Excerpts from a dataset
::::

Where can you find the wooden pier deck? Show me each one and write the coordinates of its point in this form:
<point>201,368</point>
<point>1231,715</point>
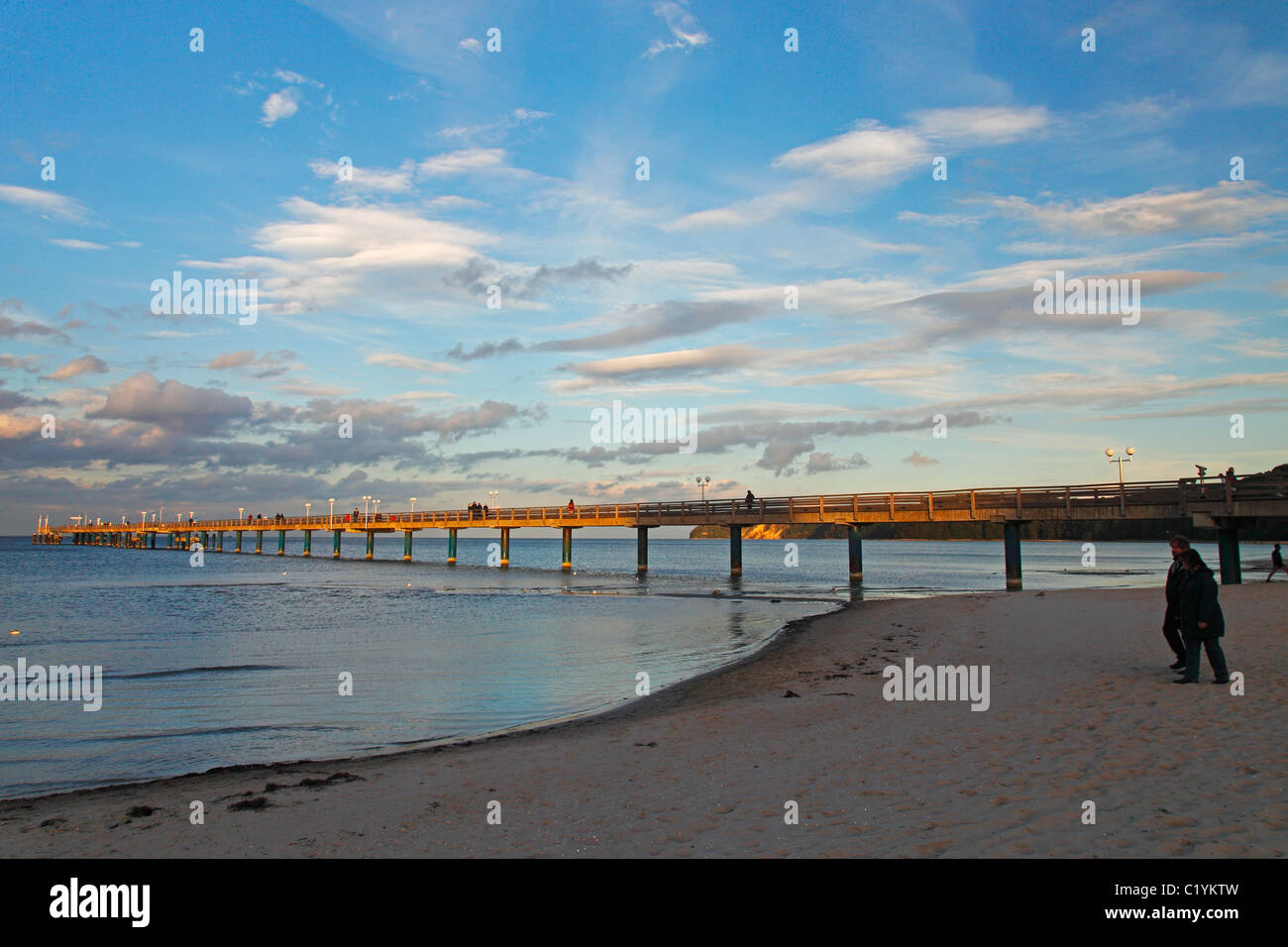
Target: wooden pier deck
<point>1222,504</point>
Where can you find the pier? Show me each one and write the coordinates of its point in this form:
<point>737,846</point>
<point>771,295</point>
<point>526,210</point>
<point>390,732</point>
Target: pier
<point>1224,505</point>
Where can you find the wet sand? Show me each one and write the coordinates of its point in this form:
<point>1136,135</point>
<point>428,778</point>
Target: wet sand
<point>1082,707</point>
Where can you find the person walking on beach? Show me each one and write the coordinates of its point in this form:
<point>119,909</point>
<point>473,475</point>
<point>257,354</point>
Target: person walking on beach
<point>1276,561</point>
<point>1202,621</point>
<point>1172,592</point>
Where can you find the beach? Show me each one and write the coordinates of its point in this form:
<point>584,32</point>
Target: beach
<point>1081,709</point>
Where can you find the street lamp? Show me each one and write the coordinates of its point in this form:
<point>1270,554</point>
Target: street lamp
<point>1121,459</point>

::::

Would you retype each line above exactly and skip every image?

Where can you find the wooden pier deck? Show me each one and write the coordinates of its point in this form:
<point>201,368</point>
<point>1231,715</point>
Target: wooden pier deck
<point>1222,504</point>
Where can you find the pier? Show me each one and write the coordinates of its point in this form:
<point>737,846</point>
<point>771,295</point>
<point>526,210</point>
<point>390,732</point>
Target: pier
<point>1224,505</point>
Where can you find the wet sand? Show me each one and write the coordinates of its point in this form:
<point>1136,135</point>
<point>428,778</point>
Target: wet sand
<point>1082,707</point>
Where can you find the person walking on beach? Show me each one and write the coordinates of its point in this form:
<point>119,909</point>
<point>473,475</point>
<point>257,354</point>
Target: person walking on beach
<point>1276,561</point>
<point>1202,621</point>
<point>1172,592</point>
Where can you find the beach? Show me each one and write the coordinates of its point in this form:
<point>584,32</point>
Target: beach
<point>1081,709</point>
Where can you find the street lamp? Show me each one and write the coordinates of its point in this form:
<point>1270,554</point>
Target: street lamp
<point>1121,459</point>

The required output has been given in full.